DIRECTION ::
Output every entry below verbatim, leaving out the pictures.

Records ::
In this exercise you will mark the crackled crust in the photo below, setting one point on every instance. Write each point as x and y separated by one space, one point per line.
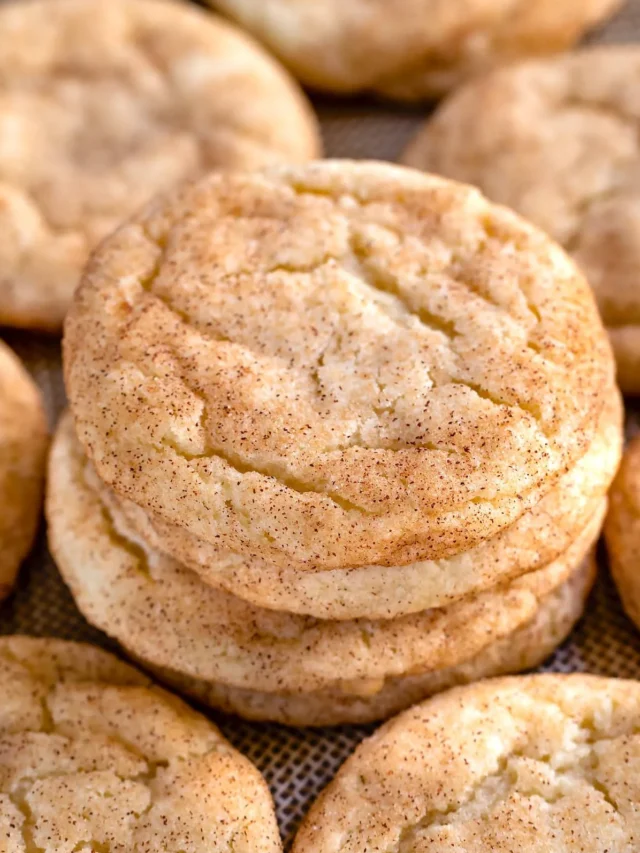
23 447
535 763
538 537
428 49
622 530
92 756
165 614
104 104
524 648
403 386
557 140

FULL RESPONSE ::
In this exercise you will mark the crackled crust in the photo below, setting one point on every instance. Write each point as x and y separated by one space, one point per line.
23 447
535 763
538 537
428 49
622 530
92 756
165 614
104 104
524 648
403 386
557 140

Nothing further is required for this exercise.